___ DATASET

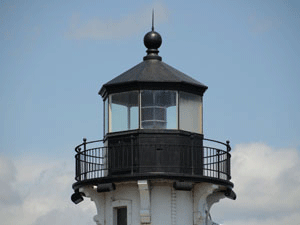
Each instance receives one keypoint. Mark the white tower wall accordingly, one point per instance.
(156, 203)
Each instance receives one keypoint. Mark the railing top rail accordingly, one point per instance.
(227, 144)
(77, 148)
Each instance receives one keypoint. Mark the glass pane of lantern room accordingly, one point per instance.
(190, 112)
(158, 109)
(123, 111)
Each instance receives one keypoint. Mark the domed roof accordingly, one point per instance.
(152, 73)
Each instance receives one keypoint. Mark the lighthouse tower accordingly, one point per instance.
(154, 165)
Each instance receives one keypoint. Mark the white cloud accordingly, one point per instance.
(37, 190)
(99, 29)
(44, 188)
(267, 183)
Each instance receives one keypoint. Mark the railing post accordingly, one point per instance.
(85, 158)
(192, 154)
(218, 164)
(131, 140)
(228, 159)
(78, 165)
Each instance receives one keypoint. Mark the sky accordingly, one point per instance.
(56, 55)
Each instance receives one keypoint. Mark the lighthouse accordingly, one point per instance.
(153, 165)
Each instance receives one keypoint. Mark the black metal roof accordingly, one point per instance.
(152, 73)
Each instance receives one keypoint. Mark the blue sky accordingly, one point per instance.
(56, 55)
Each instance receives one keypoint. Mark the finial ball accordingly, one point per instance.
(152, 40)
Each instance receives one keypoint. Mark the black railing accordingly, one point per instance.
(126, 159)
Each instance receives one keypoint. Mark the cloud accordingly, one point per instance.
(99, 29)
(267, 183)
(43, 189)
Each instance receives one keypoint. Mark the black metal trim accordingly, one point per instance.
(169, 176)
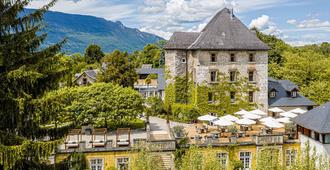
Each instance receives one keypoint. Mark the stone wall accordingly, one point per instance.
(199, 65)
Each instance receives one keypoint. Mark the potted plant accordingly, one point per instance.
(233, 130)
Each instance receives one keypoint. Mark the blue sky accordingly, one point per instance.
(298, 22)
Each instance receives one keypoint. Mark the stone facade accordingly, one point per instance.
(199, 65)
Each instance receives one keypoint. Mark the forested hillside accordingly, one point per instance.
(307, 66)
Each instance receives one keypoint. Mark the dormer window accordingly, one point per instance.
(252, 58)
(213, 58)
(213, 76)
(294, 93)
(184, 60)
(272, 94)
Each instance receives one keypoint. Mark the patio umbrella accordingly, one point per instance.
(288, 114)
(298, 110)
(230, 118)
(266, 119)
(284, 120)
(206, 118)
(251, 116)
(273, 124)
(245, 121)
(276, 110)
(241, 112)
(258, 112)
(223, 122)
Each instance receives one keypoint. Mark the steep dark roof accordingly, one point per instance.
(181, 40)
(317, 119)
(159, 71)
(90, 73)
(223, 32)
(283, 90)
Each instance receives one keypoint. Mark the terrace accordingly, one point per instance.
(89, 139)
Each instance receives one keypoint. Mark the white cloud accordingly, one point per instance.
(260, 22)
(309, 23)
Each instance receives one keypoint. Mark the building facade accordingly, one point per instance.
(314, 127)
(285, 95)
(224, 46)
(151, 81)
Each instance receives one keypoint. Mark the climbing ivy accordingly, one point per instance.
(185, 96)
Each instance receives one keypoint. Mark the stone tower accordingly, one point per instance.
(225, 45)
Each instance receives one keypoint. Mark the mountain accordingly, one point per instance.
(82, 30)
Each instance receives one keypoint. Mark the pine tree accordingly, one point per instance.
(27, 71)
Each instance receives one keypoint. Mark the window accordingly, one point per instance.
(210, 97)
(122, 163)
(232, 76)
(232, 58)
(251, 96)
(184, 60)
(290, 156)
(84, 81)
(251, 58)
(213, 58)
(96, 164)
(213, 75)
(294, 93)
(245, 158)
(223, 158)
(232, 97)
(251, 76)
(272, 94)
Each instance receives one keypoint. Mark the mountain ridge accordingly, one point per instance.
(82, 30)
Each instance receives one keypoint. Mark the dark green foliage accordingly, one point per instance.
(101, 104)
(27, 72)
(93, 54)
(119, 70)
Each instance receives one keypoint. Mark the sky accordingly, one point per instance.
(298, 22)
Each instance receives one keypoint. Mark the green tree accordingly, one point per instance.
(93, 54)
(119, 70)
(99, 104)
(27, 71)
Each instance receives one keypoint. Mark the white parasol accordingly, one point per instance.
(284, 120)
(276, 110)
(298, 111)
(223, 122)
(273, 124)
(267, 119)
(251, 116)
(241, 112)
(245, 121)
(206, 118)
(230, 118)
(288, 114)
(258, 112)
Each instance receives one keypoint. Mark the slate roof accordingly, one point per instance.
(317, 119)
(159, 71)
(283, 97)
(224, 32)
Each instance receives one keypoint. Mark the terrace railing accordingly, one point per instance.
(268, 139)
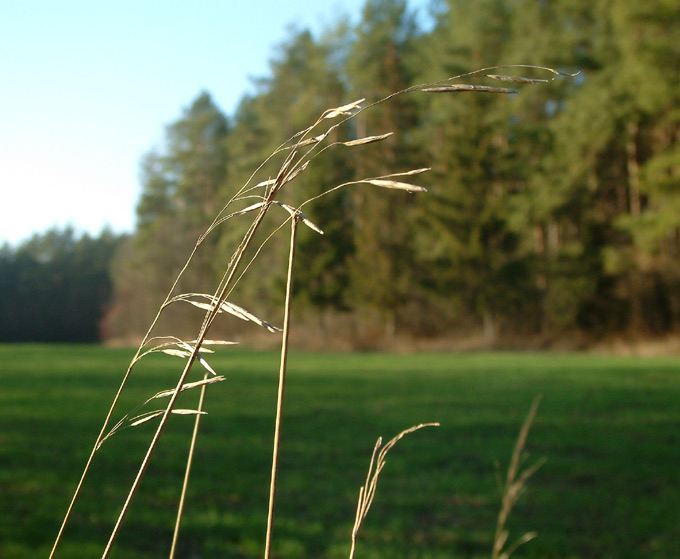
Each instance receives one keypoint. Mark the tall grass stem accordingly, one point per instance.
(187, 472)
(282, 382)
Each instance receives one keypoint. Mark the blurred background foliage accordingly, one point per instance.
(551, 214)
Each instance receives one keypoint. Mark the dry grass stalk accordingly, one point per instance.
(515, 484)
(282, 383)
(299, 151)
(375, 466)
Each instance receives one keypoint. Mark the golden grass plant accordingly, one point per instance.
(257, 199)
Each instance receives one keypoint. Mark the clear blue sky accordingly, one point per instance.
(87, 87)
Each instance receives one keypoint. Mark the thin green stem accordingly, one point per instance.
(282, 381)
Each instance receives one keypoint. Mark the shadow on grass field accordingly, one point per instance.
(609, 429)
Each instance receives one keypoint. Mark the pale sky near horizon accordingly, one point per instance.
(87, 88)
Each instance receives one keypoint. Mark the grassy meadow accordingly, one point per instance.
(608, 428)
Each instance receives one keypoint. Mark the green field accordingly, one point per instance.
(609, 429)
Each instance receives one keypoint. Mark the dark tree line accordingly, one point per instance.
(553, 212)
(55, 287)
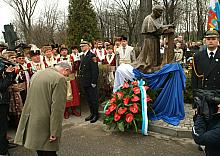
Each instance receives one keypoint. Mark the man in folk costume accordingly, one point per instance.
(40, 126)
(100, 52)
(110, 61)
(16, 102)
(126, 53)
(55, 51)
(73, 100)
(77, 57)
(26, 50)
(35, 64)
(117, 43)
(23, 77)
(95, 46)
(89, 72)
(110, 58)
(48, 59)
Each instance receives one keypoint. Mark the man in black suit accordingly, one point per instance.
(206, 64)
(88, 74)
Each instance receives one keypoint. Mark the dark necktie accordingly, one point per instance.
(211, 56)
(124, 50)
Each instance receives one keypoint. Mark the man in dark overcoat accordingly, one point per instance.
(206, 64)
(88, 74)
(40, 125)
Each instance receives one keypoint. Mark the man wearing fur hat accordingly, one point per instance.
(100, 52)
(35, 64)
(126, 53)
(48, 58)
(150, 57)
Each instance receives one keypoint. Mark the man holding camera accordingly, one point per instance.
(6, 79)
(205, 85)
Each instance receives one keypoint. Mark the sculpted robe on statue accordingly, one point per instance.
(150, 58)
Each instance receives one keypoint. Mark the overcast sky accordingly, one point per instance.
(7, 14)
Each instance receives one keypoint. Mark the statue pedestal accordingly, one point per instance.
(169, 51)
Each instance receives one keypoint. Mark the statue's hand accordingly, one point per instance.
(169, 31)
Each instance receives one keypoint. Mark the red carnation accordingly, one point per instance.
(107, 112)
(129, 117)
(146, 87)
(122, 110)
(148, 98)
(136, 90)
(113, 100)
(135, 98)
(120, 95)
(134, 83)
(112, 107)
(117, 117)
(126, 100)
(125, 85)
(134, 108)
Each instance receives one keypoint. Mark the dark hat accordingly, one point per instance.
(54, 46)
(84, 43)
(23, 46)
(211, 33)
(124, 38)
(46, 48)
(74, 47)
(63, 46)
(20, 54)
(34, 52)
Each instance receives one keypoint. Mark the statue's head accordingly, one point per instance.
(158, 10)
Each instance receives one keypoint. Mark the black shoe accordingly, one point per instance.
(11, 145)
(95, 118)
(90, 117)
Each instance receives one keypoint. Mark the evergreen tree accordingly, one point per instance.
(82, 22)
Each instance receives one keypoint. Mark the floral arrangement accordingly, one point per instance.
(124, 110)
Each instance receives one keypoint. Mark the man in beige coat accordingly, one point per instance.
(40, 125)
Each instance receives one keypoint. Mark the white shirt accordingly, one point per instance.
(214, 51)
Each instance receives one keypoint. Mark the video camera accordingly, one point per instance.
(4, 63)
(206, 101)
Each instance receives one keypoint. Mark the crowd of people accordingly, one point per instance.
(27, 60)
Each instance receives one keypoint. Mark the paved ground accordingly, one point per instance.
(93, 140)
(81, 139)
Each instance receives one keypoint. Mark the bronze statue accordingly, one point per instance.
(149, 58)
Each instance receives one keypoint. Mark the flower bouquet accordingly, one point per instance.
(125, 108)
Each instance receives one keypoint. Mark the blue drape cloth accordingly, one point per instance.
(169, 105)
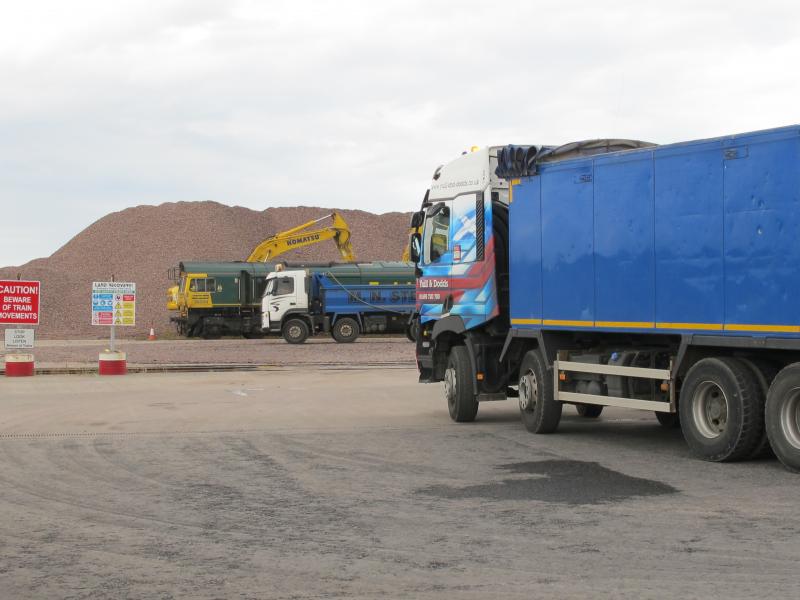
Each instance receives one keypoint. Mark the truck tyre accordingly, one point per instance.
(764, 372)
(668, 420)
(783, 417)
(589, 411)
(458, 378)
(720, 412)
(345, 330)
(295, 331)
(539, 412)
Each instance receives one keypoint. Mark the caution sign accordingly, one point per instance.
(18, 339)
(113, 303)
(19, 302)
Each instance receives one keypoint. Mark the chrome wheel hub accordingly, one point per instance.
(790, 418)
(710, 410)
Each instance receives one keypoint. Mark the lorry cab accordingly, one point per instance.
(457, 250)
(284, 294)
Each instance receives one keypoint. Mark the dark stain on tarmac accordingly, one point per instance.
(557, 481)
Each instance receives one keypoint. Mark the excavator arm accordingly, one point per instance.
(306, 235)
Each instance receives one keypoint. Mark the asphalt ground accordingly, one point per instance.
(355, 484)
(55, 355)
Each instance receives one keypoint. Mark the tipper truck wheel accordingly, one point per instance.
(458, 377)
(764, 373)
(345, 330)
(720, 410)
(295, 331)
(539, 412)
(783, 417)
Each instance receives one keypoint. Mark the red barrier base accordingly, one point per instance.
(19, 365)
(112, 363)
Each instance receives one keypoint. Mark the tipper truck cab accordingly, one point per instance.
(619, 273)
(344, 300)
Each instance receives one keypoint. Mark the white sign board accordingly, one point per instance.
(17, 339)
(113, 303)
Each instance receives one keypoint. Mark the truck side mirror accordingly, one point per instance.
(415, 248)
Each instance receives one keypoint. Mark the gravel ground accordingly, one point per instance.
(268, 351)
(334, 484)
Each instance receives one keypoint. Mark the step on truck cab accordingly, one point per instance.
(345, 300)
(620, 273)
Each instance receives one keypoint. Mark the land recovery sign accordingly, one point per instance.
(19, 302)
(113, 303)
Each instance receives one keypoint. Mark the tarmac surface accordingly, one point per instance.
(354, 483)
(76, 355)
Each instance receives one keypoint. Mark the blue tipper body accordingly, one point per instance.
(344, 298)
(696, 237)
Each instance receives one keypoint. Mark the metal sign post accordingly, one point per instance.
(113, 303)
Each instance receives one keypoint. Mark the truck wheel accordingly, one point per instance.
(345, 330)
(539, 412)
(461, 401)
(764, 373)
(783, 417)
(668, 420)
(589, 411)
(295, 331)
(720, 412)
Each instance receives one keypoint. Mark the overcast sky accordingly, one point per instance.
(350, 104)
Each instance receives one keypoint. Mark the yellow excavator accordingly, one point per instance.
(303, 235)
(219, 305)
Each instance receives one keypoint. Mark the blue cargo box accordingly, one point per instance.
(696, 237)
(342, 299)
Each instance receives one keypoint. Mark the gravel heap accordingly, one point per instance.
(140, 244)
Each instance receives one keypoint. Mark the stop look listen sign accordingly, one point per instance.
(19, 302)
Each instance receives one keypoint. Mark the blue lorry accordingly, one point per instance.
(620, 273)
(344, 300)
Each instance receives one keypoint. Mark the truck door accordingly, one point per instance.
(457, 261)
(286, 294)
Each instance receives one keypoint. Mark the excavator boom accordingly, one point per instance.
(305, 235)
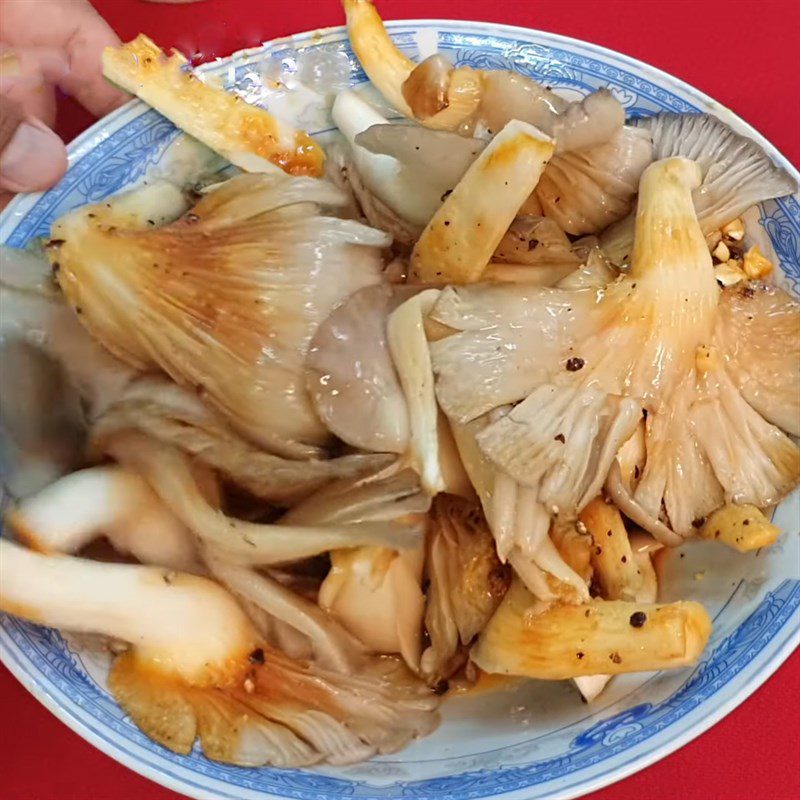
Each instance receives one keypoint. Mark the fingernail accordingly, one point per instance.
(34, 158)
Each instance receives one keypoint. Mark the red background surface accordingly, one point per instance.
(741, 52)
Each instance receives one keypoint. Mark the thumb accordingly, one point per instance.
(32, 157)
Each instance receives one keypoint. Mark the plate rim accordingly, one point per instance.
(87, 140)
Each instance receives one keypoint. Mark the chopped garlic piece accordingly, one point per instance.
(756, 265)
(721, 251)
(729, 272)
(734, 230)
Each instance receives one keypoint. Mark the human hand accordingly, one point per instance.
(46, 44)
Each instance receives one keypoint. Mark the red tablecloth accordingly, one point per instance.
(741, 52)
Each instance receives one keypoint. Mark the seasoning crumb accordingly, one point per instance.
(574, 364)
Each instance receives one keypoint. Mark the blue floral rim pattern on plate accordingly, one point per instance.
(118, 152)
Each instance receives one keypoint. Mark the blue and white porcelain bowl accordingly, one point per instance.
(531, 740)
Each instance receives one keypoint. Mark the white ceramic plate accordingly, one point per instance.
(532, 741)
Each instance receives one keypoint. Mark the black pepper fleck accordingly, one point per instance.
(574, 364)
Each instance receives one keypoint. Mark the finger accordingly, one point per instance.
(26, 76)
(32, 157)
(80, 32)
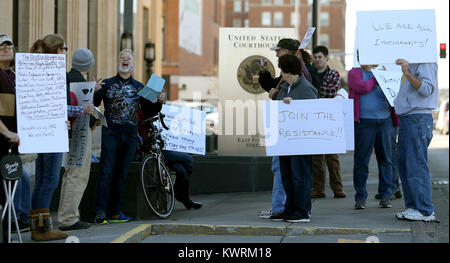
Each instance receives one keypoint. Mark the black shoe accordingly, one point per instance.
(191, 204)
(398, 194)
(77, 226)
(385, 203)
(296, 219)
(278, 217)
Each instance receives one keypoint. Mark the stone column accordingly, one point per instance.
(36, 20)
(103, 36)
(73, 25)
(6, 17)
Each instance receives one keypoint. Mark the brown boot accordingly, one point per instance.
(41, 227)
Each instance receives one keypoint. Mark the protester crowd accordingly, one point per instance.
(297, 179)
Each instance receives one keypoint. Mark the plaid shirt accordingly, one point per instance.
(331, 84)
(74, 111)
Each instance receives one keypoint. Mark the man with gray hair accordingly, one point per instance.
(119, 140)
(75, 180)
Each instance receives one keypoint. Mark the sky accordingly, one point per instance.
(442, 25)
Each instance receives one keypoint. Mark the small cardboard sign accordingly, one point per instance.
(11, 167)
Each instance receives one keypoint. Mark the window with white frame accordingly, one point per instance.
(278, 19)
(266, 19)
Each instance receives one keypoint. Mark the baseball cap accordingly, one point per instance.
(286, 43)
(5, 38)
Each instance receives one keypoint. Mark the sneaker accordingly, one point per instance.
(360, 204)
(340, 194)
(77, 226)
(265, 214)
(318, 194)
(385, 203)
(409, 211)
(296, 219)
(398, 194)
(419, 217)
(121, 218)
(278, 217)
(101, 220)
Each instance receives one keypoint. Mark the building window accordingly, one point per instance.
(237, 6)
(266, 19)
(324, 40)
(247, 6)
(324, 19)
(293, 19)
(237, 23)
(278, 19)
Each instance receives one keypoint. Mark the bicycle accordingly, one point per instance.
(155, 178)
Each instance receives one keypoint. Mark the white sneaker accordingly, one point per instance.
(409, 211)
(265, 214)
(419, 217)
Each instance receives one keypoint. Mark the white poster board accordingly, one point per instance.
(389, 82)
(306, 127)
(84, 91)
(41, 98)
(190, 31)
(187, 130)
(385, 36)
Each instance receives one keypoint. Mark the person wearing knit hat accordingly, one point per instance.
(83, 60)
(75, 180)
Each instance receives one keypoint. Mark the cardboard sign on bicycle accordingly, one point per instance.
(187, 130)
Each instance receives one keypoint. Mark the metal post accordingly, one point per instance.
(315, 22)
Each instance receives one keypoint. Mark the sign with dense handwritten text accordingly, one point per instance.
(84, 91)
(385, 36)
(187, 130)
(389, 82)
(41, 103)
(306, 127)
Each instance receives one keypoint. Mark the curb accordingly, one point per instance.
(143, 231)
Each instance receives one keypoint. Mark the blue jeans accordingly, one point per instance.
(48, 169)
(22, 197)
(278, 193)
(297, 181)
(395, 161)
(181, 164)
(370, 134)
(415, 135)
(118, 149)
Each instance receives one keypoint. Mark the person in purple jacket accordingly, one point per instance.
(374, 126)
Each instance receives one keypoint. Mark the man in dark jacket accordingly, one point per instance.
(119, 140)
(295, 170)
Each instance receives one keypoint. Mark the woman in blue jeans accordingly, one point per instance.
(374, 127)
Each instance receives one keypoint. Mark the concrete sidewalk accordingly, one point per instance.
(235, 214)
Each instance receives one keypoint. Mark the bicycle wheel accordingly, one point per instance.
(157, 187)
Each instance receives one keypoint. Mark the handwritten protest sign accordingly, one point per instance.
(306, 127)
(153, 87)
(187, 130)
(389, 82)
(41, 103)
(84, 92)
(385, 36)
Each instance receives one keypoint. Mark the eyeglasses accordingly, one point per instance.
(6, 48)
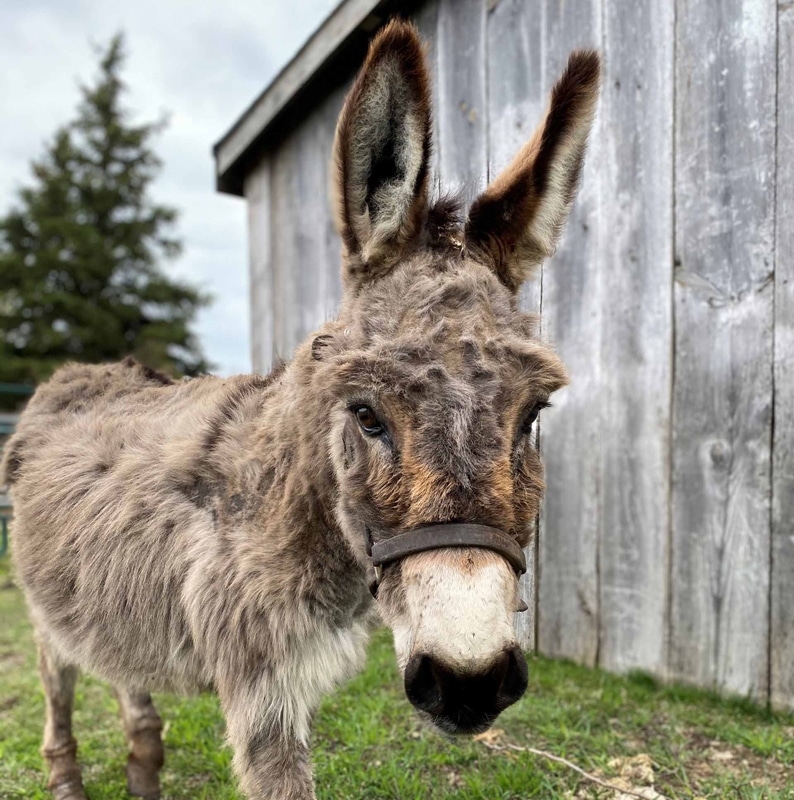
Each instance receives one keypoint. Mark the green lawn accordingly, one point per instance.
(368, 744)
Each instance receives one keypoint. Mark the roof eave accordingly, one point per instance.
(337, 44)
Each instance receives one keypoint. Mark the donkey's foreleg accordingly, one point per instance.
(60, 747)
(143, 728)
(271, 754)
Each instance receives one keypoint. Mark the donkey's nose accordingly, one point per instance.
(465, 702)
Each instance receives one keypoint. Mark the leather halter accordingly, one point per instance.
(434, 537)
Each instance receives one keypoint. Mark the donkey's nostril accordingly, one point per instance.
(422, 684)
(463, 701)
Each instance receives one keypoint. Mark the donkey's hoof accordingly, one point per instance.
(142, 782)
(68, 790)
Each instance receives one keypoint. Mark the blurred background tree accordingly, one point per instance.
(81, 254)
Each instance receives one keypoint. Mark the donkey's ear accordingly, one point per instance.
(381, 155)
(516, 222)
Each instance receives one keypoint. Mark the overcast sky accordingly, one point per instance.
(201, 63)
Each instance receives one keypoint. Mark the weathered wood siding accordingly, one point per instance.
(667, 538)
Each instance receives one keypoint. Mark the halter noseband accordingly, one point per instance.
(434, 537)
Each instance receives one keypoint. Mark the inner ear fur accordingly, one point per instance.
(381, 154)
(516, 222)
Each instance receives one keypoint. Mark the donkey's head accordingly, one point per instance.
(437, 378)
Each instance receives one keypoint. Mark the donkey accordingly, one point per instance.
(229, 534)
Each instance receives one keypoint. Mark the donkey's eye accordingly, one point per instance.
(368, 420)
(532, 415)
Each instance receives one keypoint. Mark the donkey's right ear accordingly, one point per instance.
(381, 155)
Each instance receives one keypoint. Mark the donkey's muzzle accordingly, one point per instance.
(465, 702)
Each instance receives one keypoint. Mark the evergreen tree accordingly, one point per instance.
(81, 253)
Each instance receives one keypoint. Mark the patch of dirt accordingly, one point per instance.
(701, 759)
(629, 777)
(711, 758)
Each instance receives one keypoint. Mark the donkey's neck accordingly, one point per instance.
(298, 491)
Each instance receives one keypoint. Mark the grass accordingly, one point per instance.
(368, 744)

______

* TASK TO CARRY OUT:
Transcribe exactly, and only, the lines from the one bearing "background tree accordingly, one point per instance." through the last line of the entries, counting both.

* RESULT OF THE EXERCISE:
Each instance receives one keypoint. Mark the blurred background tree accordingly, one point per instance.
(81, 254)
Each instance receives one keypoint. Mark the donkey's ear accordingly, one point per instance.
(381, 155)
(516, 222)
Each instance receives one keypoint. Mark the overcast sky accordingly, one point per instance.
(201, 63)
Each instance receives one keypoint. Mark the weathered wood siding accordingly, one point per instance.
(667, 538)
Each instance receives one keypoint. Mark the halter noseband accordingly, one point per instance.
(434, 537)
Each instance receives one keypoint. Mark the inner ear fur accordingly, one point per instance.
(381, 154)
(516, 222)
Each instance receives one keypoint. Mark the donkey's head accordingly, one point per instance.
(437, 378)
Each instance receives one keypoint. Mark the donkey accordingly, one point per instance.
(229, 534)
Each instance receives one keypoint. Mark the donkey's eye accordingly, one point per instance.
(368, 420)
(532, 415)
Each instance receives one keypoint. Mark the donkey's right ear accordingly, one point per instance.
(381, 155)
Each instance receives one keypoint. Mark the donkey's muzzle accordingly, one point per instance.
(465, 702)
Each instance receives one keypoint. Mark the evergreen tree accordingly, one point per instance.
(81, 253)
Each instance receives one keypoint. Mark the patch of dirt accordingly, one point per instance.
(701, 759)
(629, 777)
(711, 758)
Each instance receives one keypoint. Mark the donkey's neck accordingly, one point per instance.
(298, 491)
Each instance receives one keypoint. Mark the grass accordingly, one point per instance.
(368, 744)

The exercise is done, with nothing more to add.